[Set problem A]
In the blog post on China's Great Firewall, which two major Internet service providers are named?
[Set problem B]
Extend the blog post on getting around China's Great Firewall, starting after its last sentence.

[Text shown]
:::::

Friday, April 06, 2007

Leaping over The Great Firewall

I have taken to calling it Kafka Central (because its motivations, its 'logic' are so impenetrable), but the regime of Internet censorship which we suffer in China is more generally known amongst the expat community here as the Net Nanny, and the collective apparatus of interference with the free flow of information via the Net which it wields against us is mockingly termed The Great Firewall Of China.

Although the decisions about what to block, and when and why, are taken in obscure government departments, the actual implementation - so I understand - has to be carried out by the Internet service providers; and although there are only two major players (are there any minor competitors? I don't know!), China NetCom and China Telecom, their corporate structure is highly regionalized. The elaborate architecture of the Internet, and the myriad different methods of fucking it up (thank you again, Cisco), also make the question of just how The Great Firewall works a rather complicated one: there is often A LOT of local variation in what is blocked, and when, and how effectively. There are probably some good books to be written about this issue; perhaps there already is one - all I could find in a quick search on Amazon was this: You've Got Dissent! Chinese Dissident Use of the Internet and Beijing's Counter-Strategies. I also turned up this article from BusinessWeek from a year or so ago. [Update: This article from The Atlantic at the beginning of March 2008, "The Connection Has Been Re-set", provides quite a detailed explanation of the techniques our Chinese Net censors use to do what they do.]

So, what do we do? Well, many people swear by Tor, a software that allows 'secure browsing'. The free demo version is, alas, CRAWLINGLY slow (pretty much unusably so in China, where connection speeds are mostly pretty poor anyway). I may just have to bite the bullet and subscribe to the 10-bucks-a-month version - as soon as I get myself a credit card again.

Proxy services are a lifesaver..... up to a point. They all seem to be 'non-secure', which means that they can't give you access to any page with a sign-in feature (and thus, you can't comment on a blog). Moreover, they don't support large file transfers for video or music downloads. And Nanny does have some tricks up her sleeve for interfering even with these brave champions of a Free Internet: Proxyline (recently my favoured service, because it was faster than Anonymouse, and free of the annoying, embarrassing pop-ups for porno that pay for the free version of that German-based anonymizer) seems to have been torpedoed for good this last week, and even the extremely nimble and resilient Anonymouse was knocked out of action for a little while. (It may well be that Nanny can completely block a site - even via anonymizers - whenever it chooses to, but doesn't often choose to do so. A Chinese blog I was recently referred to is currently unavailable even via Anonymouse; however, with a China-based blog, of course, it is entirely possible that the authorities managed to get it deleted from its server.) There are articles on Wikipedia (blocked! Use Anonymouse!) about the GFW here and here. And Andrew Lih, an American Chinese academic who is researching a book on Wikipedia, keeps an interesting blog (if mostly too technical for the likes of me!), which often comments on issues of censorship in China.

:::::

[Supplied data]
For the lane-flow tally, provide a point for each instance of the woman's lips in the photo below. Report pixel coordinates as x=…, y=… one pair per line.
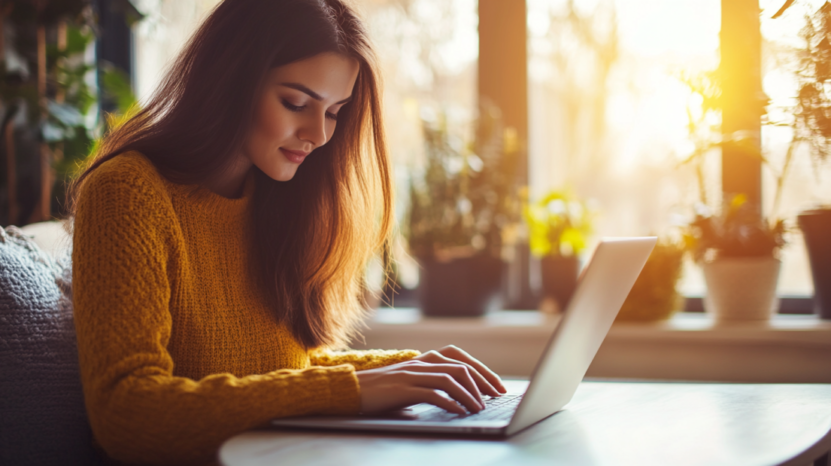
x=294, y=156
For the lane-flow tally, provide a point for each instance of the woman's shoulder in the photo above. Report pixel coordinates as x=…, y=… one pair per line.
x=128, y=170
x=126, y=177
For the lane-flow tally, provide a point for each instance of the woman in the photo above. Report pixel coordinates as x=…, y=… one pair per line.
x=219, y=237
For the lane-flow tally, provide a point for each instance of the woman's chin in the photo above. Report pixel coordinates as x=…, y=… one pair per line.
x=282, y=173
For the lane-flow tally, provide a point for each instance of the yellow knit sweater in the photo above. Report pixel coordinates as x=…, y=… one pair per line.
x=178, y=352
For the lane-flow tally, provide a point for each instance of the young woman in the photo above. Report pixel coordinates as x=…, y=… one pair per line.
x=219, y=237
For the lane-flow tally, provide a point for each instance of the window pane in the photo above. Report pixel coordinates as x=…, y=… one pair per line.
x=609, y=112
x=803, y=187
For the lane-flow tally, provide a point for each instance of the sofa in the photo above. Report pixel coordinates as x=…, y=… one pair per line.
x=42, y=416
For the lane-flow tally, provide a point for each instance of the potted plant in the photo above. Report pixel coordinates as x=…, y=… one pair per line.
x=811, y=126
x=739, y=253
x=558, y=227
x=654, y=295
x=459, y=205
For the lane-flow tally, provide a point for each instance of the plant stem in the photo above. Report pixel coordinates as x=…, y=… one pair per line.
x=780, y=179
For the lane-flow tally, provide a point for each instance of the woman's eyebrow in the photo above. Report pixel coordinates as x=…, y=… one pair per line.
x=312, y=93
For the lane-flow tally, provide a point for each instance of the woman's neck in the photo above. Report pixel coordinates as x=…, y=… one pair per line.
x=229, y=183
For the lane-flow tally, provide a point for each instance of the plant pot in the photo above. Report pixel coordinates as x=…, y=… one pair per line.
x=741, y=289
x=816, y=229
x=559, y=278
x=460, y=287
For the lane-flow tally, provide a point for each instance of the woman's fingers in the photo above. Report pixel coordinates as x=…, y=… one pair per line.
x=398, y=386
x=463, y=374
x=448, y=384
x=485, y=379
x=459, y=354
x=437, y=399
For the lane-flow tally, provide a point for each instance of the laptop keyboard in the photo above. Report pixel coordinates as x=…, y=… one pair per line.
x=496, y=409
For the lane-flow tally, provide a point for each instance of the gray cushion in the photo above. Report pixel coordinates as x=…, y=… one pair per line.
x=42, y=415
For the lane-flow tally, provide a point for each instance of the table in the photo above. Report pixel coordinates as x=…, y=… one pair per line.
x=606, y=423
x=690, y=346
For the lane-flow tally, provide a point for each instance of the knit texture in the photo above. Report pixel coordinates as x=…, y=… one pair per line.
x=178, y=351
x=42, y=417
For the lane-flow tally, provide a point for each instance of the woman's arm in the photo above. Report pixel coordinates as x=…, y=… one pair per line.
x=139, y=411
x=361, y=359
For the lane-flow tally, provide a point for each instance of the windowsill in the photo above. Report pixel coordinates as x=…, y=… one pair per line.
x=789, y=348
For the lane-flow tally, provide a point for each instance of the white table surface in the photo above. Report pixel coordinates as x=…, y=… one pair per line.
x=607, y=423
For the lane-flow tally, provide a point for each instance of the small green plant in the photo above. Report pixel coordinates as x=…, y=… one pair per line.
x=737, y=231
x=466, y=196
x=654, y=295
x=559, y=224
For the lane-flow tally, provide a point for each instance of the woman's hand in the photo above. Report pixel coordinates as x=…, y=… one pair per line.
x=422, y=379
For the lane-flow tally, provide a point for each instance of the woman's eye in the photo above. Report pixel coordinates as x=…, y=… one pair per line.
x=292, y=108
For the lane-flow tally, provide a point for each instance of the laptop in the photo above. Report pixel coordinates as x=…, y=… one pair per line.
x=603, y=286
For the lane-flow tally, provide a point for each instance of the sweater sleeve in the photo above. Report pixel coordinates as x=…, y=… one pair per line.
x=361, y=359
x=138, y=410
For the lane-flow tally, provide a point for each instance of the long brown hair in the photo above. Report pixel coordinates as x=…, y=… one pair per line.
x=314, y=234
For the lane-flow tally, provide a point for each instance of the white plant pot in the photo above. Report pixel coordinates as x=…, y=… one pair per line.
x=741, y=289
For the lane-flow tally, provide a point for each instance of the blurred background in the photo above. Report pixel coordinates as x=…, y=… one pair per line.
x=520, y=129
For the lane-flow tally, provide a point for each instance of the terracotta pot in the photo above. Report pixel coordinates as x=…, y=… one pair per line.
x=741, y=289
x=816, y=229
x=461, y=287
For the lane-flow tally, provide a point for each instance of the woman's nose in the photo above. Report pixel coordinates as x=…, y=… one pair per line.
x=314, y=130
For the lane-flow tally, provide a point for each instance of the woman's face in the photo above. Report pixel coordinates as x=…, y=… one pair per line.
x=297, y=112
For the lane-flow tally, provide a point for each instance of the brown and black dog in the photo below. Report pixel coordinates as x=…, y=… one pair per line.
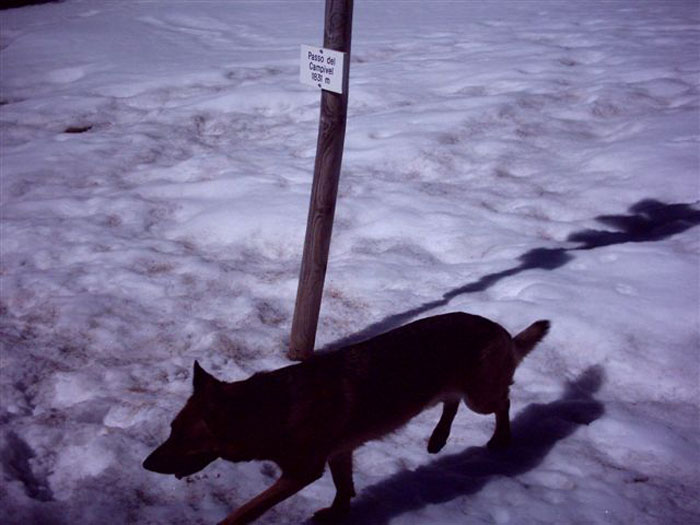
x=316, y=412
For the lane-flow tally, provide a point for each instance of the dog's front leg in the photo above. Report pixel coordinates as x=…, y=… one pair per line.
x=285, y=487
x=442, y=429
x=501, y=435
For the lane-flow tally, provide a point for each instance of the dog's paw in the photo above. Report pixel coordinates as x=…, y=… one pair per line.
x=435, y=444
x=498, y=443
x=330, y=515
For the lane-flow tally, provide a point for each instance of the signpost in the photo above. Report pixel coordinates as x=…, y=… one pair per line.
x=326, y=68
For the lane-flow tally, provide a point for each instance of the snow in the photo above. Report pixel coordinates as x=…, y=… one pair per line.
x=518, y=160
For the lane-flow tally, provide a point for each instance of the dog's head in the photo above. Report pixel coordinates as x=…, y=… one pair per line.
x=191, y=445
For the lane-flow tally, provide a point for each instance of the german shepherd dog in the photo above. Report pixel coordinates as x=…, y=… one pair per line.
x=306, y=415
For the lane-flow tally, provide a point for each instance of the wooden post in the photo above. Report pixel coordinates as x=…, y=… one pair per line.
x=329, y=155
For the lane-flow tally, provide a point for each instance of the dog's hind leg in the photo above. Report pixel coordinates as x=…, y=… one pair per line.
x=341, y=470
x=442, y=429
x=501, y=434
x=285, y=487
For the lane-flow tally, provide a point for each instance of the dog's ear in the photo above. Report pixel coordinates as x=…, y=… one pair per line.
x=202, y=380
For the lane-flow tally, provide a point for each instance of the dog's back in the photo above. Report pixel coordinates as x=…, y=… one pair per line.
x=318, y=411
x=354, y=394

:::::

[Task answer A]
China NetCom and China Telecom.

[Task answer B]
I mentioned the other day that Chinese blogger Yee has been advertising a 'workaround' which involves modifying the settings of the Firefox browser to access popular blocked sites via alternate IP addresses. This should give you a fast, straightforward connection, and allow you to post comments, download files, and view video clips as normal. In theory..... One blogger I know here in Beijing tells me that he eventually got this to work, but it took him a whole morning of frustration and profanity, and he has no idea what he did differently the final time he tried it. I'm getting nowhere with it. Neither is Yee, come to that. He's chasing up his hacker chum, Fermi, who originally suggested the dodge, for more information. I wait anxiously for news.

There's also an interesting discussion on Bruce Schneier's blog about security issues, from around this time last year (Why does Net censorship always become such a big problem in China around the middle of the year? Go figure. Is there a certain anniversary coming up that gives the CCP leadership the heebie-jeebies? You betcha!). It would seem that you can defeat the GFW by changing your firewall settings to ignore 'reset' messages. Yes, great, guys. HOW?? Can anyone help on this?? I am completely un-techie, I'm afraid (I may be faking it a bit in this post - but I am in essence a complete Luddite: I use computers grudgingly, only because I have to, and have next-to-zero understanding of them; nay, I fear them - almost as much as I fear bicycles, and that's saying a lot!).

Anyway, if you're in China (or somewhere else with such a stupidly repressive regime) and trying to read me (or anything else on Blogspot - I'm not vain; just trying to do a public service here), use Anonymouse: that seems to be the most reliable and resilient of the common proxy services (if you know of a better one, please share the information); it also has the advantage over some of its rivals of automatically anonymizing any links that you follow. If you want to read the Comments on a Blogspot blog, just click on the post title - that takes you to a page showing only that post, complete with the comments (I don't know why, but it does - very useful in these trying times). Clicking on the 'comments' button, alas, won't work if you're using an anonymizer.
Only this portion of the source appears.